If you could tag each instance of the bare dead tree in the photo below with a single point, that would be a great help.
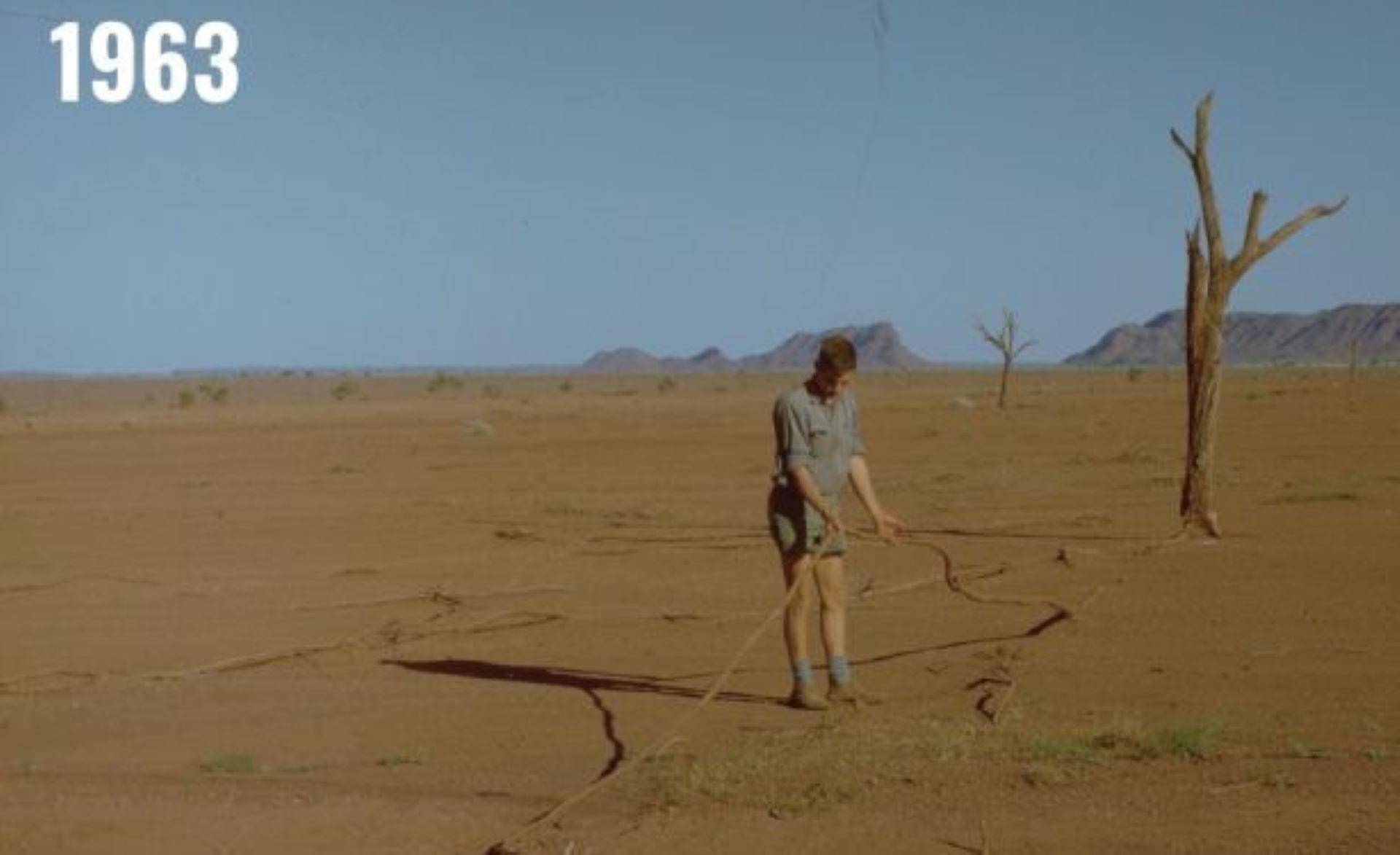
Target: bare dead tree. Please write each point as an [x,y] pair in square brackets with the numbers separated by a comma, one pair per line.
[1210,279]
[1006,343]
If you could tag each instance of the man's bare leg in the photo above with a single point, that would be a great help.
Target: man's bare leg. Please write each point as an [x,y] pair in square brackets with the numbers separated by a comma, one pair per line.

----

Reproduce every line of the rows above, including the requests, but multiply each point coordinate in the answers by 2.6 and round it to a whole number, rounding halves up. Leave the pictures out of your answer.

If you could tag each instance of the bare dead tree in the photo below with a single point, that would be a great help.
Target: bare dead tree. Please write each point as an [x,y] pair in square brackets with the numbers separated by a comma, one pair per line.
[3146,725]
[2616,892]
If you could tag each instance of the man's bare leg in the photo above with a single point, that would be a great help.
Target: man's bare leg. Please write each point as an [x,y] pair in square brackets with the numbers separated by a comma, one pair per line.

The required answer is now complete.